▼
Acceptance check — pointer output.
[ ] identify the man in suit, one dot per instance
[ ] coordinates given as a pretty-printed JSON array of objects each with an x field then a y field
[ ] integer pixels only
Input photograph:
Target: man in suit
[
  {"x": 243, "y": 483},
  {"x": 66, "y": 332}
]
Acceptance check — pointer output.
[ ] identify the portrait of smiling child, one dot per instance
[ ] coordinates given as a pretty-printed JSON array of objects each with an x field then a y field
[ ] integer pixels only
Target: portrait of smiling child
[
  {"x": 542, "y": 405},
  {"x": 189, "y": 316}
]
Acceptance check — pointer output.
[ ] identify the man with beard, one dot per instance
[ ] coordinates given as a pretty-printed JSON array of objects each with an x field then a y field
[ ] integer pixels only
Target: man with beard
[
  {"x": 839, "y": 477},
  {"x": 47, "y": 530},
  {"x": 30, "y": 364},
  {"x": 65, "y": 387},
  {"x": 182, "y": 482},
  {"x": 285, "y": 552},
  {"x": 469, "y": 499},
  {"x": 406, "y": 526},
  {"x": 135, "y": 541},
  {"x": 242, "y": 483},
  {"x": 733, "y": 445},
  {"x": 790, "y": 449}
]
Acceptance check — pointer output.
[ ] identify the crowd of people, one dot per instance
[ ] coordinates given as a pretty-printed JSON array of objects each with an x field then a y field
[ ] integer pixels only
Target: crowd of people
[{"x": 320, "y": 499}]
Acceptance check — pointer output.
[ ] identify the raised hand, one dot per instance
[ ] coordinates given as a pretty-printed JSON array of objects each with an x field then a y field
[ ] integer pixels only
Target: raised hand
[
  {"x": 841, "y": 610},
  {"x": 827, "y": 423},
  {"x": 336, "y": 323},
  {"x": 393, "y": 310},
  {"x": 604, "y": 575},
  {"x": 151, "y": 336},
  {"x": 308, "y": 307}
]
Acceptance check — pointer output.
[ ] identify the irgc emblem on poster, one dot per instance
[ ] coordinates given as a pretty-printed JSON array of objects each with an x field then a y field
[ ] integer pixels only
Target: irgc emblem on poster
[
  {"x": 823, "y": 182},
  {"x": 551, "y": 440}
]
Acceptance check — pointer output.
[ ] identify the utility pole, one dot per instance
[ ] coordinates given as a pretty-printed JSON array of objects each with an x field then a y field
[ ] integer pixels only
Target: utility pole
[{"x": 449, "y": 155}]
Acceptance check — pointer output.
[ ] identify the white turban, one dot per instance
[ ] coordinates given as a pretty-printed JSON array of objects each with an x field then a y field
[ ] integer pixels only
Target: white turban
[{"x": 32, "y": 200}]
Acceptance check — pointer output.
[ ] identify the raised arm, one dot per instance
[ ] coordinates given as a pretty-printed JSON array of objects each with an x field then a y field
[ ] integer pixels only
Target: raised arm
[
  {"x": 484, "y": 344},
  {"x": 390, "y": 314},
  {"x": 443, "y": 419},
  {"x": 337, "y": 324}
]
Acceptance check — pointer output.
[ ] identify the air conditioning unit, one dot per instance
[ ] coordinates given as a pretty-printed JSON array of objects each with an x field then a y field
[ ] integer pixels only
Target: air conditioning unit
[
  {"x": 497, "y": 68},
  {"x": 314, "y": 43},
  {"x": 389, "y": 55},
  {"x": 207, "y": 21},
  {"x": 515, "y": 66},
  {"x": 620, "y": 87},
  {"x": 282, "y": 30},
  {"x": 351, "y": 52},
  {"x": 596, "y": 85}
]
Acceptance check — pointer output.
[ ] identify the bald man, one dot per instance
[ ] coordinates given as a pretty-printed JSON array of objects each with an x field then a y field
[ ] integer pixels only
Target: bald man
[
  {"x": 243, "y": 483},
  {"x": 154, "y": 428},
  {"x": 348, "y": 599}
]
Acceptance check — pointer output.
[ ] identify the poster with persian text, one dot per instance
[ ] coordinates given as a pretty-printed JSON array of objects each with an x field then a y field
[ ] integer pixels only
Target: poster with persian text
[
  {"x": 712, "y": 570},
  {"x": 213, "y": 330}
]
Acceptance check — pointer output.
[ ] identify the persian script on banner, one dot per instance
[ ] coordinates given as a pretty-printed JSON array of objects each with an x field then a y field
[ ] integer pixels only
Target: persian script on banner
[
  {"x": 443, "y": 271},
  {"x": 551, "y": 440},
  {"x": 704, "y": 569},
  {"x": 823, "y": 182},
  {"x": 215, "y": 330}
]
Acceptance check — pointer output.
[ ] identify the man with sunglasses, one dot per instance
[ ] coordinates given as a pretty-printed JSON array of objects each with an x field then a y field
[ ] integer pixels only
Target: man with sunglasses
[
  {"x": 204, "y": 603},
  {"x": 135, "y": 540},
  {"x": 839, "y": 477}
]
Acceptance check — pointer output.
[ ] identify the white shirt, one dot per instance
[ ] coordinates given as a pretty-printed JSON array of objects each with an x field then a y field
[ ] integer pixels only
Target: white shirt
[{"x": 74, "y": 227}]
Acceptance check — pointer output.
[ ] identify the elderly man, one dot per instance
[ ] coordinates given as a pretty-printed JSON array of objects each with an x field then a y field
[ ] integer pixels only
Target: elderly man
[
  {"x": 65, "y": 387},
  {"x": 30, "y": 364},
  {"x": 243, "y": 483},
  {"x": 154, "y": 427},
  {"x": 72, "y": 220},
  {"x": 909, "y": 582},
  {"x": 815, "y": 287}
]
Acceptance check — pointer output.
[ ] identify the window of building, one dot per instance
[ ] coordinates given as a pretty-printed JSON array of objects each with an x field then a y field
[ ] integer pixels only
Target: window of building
▲
What to work on | Restate every record exactly, leaving nothing out.

Task result |
Acceptance check — pointer output.
[ ] identify the man in suit, one dot per instance
[ ] coordinates given as a pretty-printed JSON array of objects each with an x field then a y field
[ ] integer pixels only
Input photograph:
Target: man in suit
[
  {"x": 243, "y": 483},
  {"x": 66, "y": 332}
]
Acceptance check — pointer output.
[ ] identify the portrait of smiling child, one dot per instance
[ ] coordinates given as a pretty-printed JSON array of objects each with an x field then a y field
[ ] integer pixels only
Target: portrait of smiling child
[
  {"x": 542, "y": 405},
  {"x": 189, "y": 316}
]
Acceptance check — pointer output.
[ ] identify the man with beard, one dot per instance
[ ] coordinates given as a pretty-printed JSON array of objects each with an x field then a y field
[ ] integer pixels only
Target: man with beard
[
  {"x": 839, "y": 477},
  {"x": 47, "y": 530},
  {"x": 30, "y": 364},
  {"x": 65, "y": 387},
  {"x": 182, "y": 482},
  {"x": 285, "y": 552},
  {"x": 469, "y": 499},
  {"x": 406, "y": 526},
  {"x": 135, "y": 541},
  {"x": 242, "y": 483},
  {"x": 733, "y": 445},
  {"x": 790, "y": 449}
]
Acceptance check — pointer output.
[ ] identify the crowd of people, one dot per instance
[ ] coordinates given as a pretty-printed JSON array of objects each with an x field then a y field
[ ] integer pixels only
Target: crowd of people
[{"x": 320, "y": 499}]
Acceptance check — pointer output.
[ ] identify the raised hand, one dot per instance
[ ] coordinates given as a pretty-printed JSON array of objects each with an x field then a y field
[ ] integer pixels only
Target: raised hand
[
  {"x": 841, "y": 610},
  {"x": 827, "y": 423},
  {"x": 336, "y": 323},
  {"x": 393, "y": 310},
  {"x": 604, "y": 575},
  {"x": 151, "y": 336},
  {"x": 308, "y": 307}
]
Acceptance check — pointer output.
[ ] identify the irgc emblem on poster, one dot per instance
[ ] coordinates given as a pretty-printed JSON array of objects each with an x field then a y field
[ ] integer pixels only
Target: irgc emblem on poster
[
  {"x": 823, "y": 182},
  {"x": 551, "y": 440}
]
Acceptance check — pointer output.
[ ] identify the utility pole, one dot per instance
[ ] coordinates given as a pretty-printed JSON array of objects each with an x field then a y field
[ ] integer pixels only
Target: utility pole
[{"x": 449, "y": 155}]
Acceptance check — pointer output.
[ ] identify the white turban, one dot per instance
[ ] coordinates given as a pretty-printed JSON array of objects each with an x field then a y field
[ ] integer pixels only
Target: white turban
[{"x": 32, "y": 200}]
Acceptance check — pointer output.
[ ] identify the raised arm, one dot per instance
[ ] coordinates given as a pretty-printed JSON array of objects each with an x field then a y field
[ ] integer pixels only
Target: raised arm
[
  {"x": 484, "y": 344},
  {"x": 390, "y": 314},
  {"x": 443, "y": 419},
  {"x": 337, "y": 324}
]
Acceptance check — pointer output.
[ ] identify the air conditioning unit, one dot per instance
[ ] coordinates given as a pretty-printed JSON array of objects each with an x field then a y field
[ ] integer pixels only
Target: air conditioning unit
[
  {"x": 497, "y": 68},
  {"x": 314, "y": 43},
  {"x": 389, "y": 55},
  {"x": 207, "y": 21},
  {"x": 515, "y": 66},
  {"x": 620, "y": 87},
  {"x": 282, "y": 30},
  {"x": 351, "y": 52},
  {"x": 596, "y": 85}
]
Acceptance check — pointer output.
[ ] identify the bald man, one dot per instance
[ ] coordinates given as a pretty-printed JSON array of objects each with an x field then a y field
[ ] integer pixels only
Target: bald man
[
  {"x": 243, "y": 483},
  {"x": 154, "y": 428},
  {"x": 348, "y": 599}
]
Acceptance check — pointer output.
[ ] identify the poster with persian text, one dot per instance
[ ] coordinates given as a pretty-printed JSON array of objects each with an x field then a y field
[ ] integer pixels only
Target: poster with persian text
[
  {"x": 712, "y": 570},
  {"x": 213, "y": 330}
]
Acceptance check — pointer output.
[ ] identify the persian script on banner, one dot per instance
[ ] coordinates given as a pretty-printed JSON array of objects each with an x field then a y field
[ ] integer pixels only
Target: persian script on banner
[
  {"x": 443, "y": 271},
  {"x": 551, "y": 440},
  {"x": 704, "y": 569},
  {"x": 823, "y": 182},
  {"x": 215, "y": 330}
]
Acceptance check — pointer output.
[ ] identify the man with sunglasses, one dot per instance
[ ] coordinates given as a pretty-printed JSON array of objects each with an x field then a y field
[ ] integer pixels only
Target: man with sunglasses
[
  {"x": 204, "y": 603},
  {"x": 135, "y": 540},
  {"x": 839, "y": 477}
]
Acceptance check — pointer output.
[ ] identify the white shirt, one dot per instance
[ ] coordinates given as a pretty-printed JSON array of objects each with an x field then a y field
[ ] integer pixels only
Target: white shirt
[{"x": 74, "y": 227}]
Acceptance check — pointer output.
[ ] identify the elderly man, one dot per instance
[ ] coordinates given as a pretty-printed JSON array of objects each with an x field then a y field
[ ] integer pixels only
Target: elderly man
[
  {"x": 65, "y": 387},
  {"x": 30, "y": 364},
  {"x": 243, "y": 483},
  {"x": 154, "y": 427},
  {"x": 72, "y": 220},
  {"x": 909, "y": 582},
  {"x": 815, "y": 287}
]
Acceptance check — pointer output.
[ ] identify the window of building, one dot per instance
[ ] coordinates given as a pretty-printed JSON array of objects each with an x field then a y field
[ ] integer pixels only
Target: window of building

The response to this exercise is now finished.